Method and system for detecting displayport source device connections to sink device

Abstract

Methods and systems are disclosed for detecting DisplayPort (DP) source device connection to sink devices. When the DP link is active, no measurements are made to determine source device connections. When a DP link is not active, a signal line for the auxiliary channel for a DP connection is measured to determine if a source device is connected. More particularly, the auxiliary channel is a differential auxiliary channel, and the positive signal line is measured to make the determination of whether a source device is connected. Still further, an indication is made that a source device is connected if the positive signal line is at a low level, and an indication is made that a source device is not connected if the positive signal line is at a high level.

Description

RELATED APPLICATIONS

This application claims priority to the following co-pending provisional application: Provisional Application Ser. No. 61/011,120, filed on Jan. 15, 2008, and entitled “METHOD AND SYSTEM FOR DETECTING DISPLAY PORT SOURCE DEVICE CONNECTIONS TO SINK DEVICE,” which is hereby incorporated by reference in its entirety.

TECHNICAL FIELD

The disclosed embodiments relate to techniques for detecting cable connections and, more particularly to determining cable connections for DisplayPort enabled systems.

(Records)
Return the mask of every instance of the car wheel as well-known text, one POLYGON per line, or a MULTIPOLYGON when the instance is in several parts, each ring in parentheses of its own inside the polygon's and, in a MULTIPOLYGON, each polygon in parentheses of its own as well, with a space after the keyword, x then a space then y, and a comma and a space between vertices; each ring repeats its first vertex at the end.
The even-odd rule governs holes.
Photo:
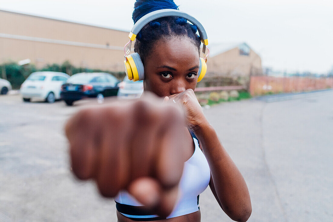
POLYGON ((0 92, 0 94, 1 95, 6 95, 8 92, 8 88, 6 86, 4 86, 1 89, 1 92, 0 92))
POLYGON ((73 106, 73 102, 74 101, 73 100, 65 100, 65 102, 66 103, 66 105, 67 106, 73 106))
POLYGON ((49 95, 47 95, 47 97, 45 99, 45 101, 49 103, 53 103, 55 100, 56 97, 54 96, 54 93, 52 92, 49 93, 49 95))

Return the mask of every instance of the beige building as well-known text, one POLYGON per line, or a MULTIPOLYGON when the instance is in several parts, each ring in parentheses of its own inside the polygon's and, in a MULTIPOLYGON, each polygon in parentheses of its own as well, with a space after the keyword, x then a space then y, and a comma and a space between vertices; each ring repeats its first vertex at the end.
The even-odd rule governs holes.
POLYGON ((211 44, 207 77, 248 77, 262 73, 261 59, 245 43, 211 44))
MULTIPOLYGON (((129 31, 2 10, 0 21, 0 64, 30 60, 41 68, 68 60, 77 67, 124 71, 129 31)), ((208 46, 207 77, 262 72, 260 56, 246 43, 208 46)))
POLYGON ((38 68, 69 61, 77 67, 124 71, 129 31, 0 10, 0 64, 30 59, 38 68))

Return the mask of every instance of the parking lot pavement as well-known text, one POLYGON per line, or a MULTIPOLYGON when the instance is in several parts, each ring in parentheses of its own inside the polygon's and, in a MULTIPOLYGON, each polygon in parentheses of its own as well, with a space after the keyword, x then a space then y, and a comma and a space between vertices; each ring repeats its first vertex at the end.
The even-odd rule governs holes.
MULTIPOLYGON (((96 101, 69 107, 21 99, 0 96, 0 221, 117 221, 113 200, 69 169, 64 124, 96 101)), ((333 221, 332 104, 331 92, 204 110, 248 186, 248 221, 333 221)), ((200 204, 203 222, 232 221, 209 189, 200 204)))

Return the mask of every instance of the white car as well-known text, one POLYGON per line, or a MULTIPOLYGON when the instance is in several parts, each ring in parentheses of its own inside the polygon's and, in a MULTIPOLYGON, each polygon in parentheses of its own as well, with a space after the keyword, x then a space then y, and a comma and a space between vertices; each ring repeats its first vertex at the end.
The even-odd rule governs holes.
POLYGON ((0 94, 6 95, 9 90, 12 90, 12 85, 8 81, 0 79, 0 94))
POLYGON ((122 98, 137 98, 144 91, 143 81, 133 82, 125 76, 119 84, 119 90, 117 96, 122 98))
POLYGON ((66 73, 58 72, 36 72, 30 74, 20 90, 23 100, 32 99, 52 103, 60 98, 61 85, 69 78, 66 73))

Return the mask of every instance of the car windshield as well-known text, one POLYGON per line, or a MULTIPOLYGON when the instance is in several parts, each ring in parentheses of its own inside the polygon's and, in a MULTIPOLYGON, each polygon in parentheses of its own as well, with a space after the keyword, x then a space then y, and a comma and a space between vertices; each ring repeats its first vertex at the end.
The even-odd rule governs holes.
POLYGON ((73 84, 84 84, 89 83, 96 76, 87 75, 74 75, 67 80, 67 82, 73 84))
POLYGON ((38 75, 33 75, 28 77, 27 79, 31 80, 38 80, 44 81, 46 77, 45 76, 40 76, 38 75))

**Directives**
1. List the section headings in the DisplayPort patent text that come after its title line.
2. Write the next part of the DisplayPort patent text, starting right after its technical field statement.

**Results**
1.
Abstract
Description
RELATED APPLICATIONS
TECHNICAL FIELD

2.
BACKGROUND

As the value and use of information continues to increase, individuals and businesses seek additional ways to process and store information. One option available to users is information handling systems. An information handling system generally processes, compiles, stores, and/or communicates information or data for business, personal, or other purposes thereby allowing users to take advantage of the value of the information. Because technology and information handling needs and requirements vary between different users or applications, information handling systems may also vary regarding what information is handled, how the information is handled, how much information is processed, stored, or communicated, and how quickly and efficiently the information may be processed, stored, or communicated. The variations in information handling systems allow for information handling systems to be general or configured for a specific user or specific use such as financial transaction processing, airline reservations, enterprise data storage, or global communications. In addition, information handling systems may include a variety of hardware and software components that may be configured to process, store, and communicate information and may include one or more computer systems, data storage systems, and networking systems.

A number of different connection protocols have been developed and used for connecting devices together, including the connection of displays to information handling systems. One such connection protocol is described in the DisplayPort Standard (Version 1.1) and in the Errata for the DisplayPort Standard (Version 1.1), which are each hereby incorporated by reference in its entirety. As stated therein, the DisplayPort Standard (DP Standard) and DP Standard Errata (Errata) specify an open digital communications interface for use in both internal connections, such as interfaces within a PC or monitor, and external display connections, including interfaces between a PC and monitor or projector, between a PC and TV, or between a device such as a DVD player and TV display. The purpose of this standard is to define a flexible system and apparatus capable of transporting video, audio and other data between a Source Device and a Sink Device over a digital communications interface.

FIG. 2 (Prior Art) and FIG. 3 (Prior Art) provide example block diagrams within the DP Standard to define the interface between a source device and a sink device. These diagrams appear on pages 26 and 141 of the DP Standard (Version 1.1) and are revised on page 48 of the DP Standard Errata.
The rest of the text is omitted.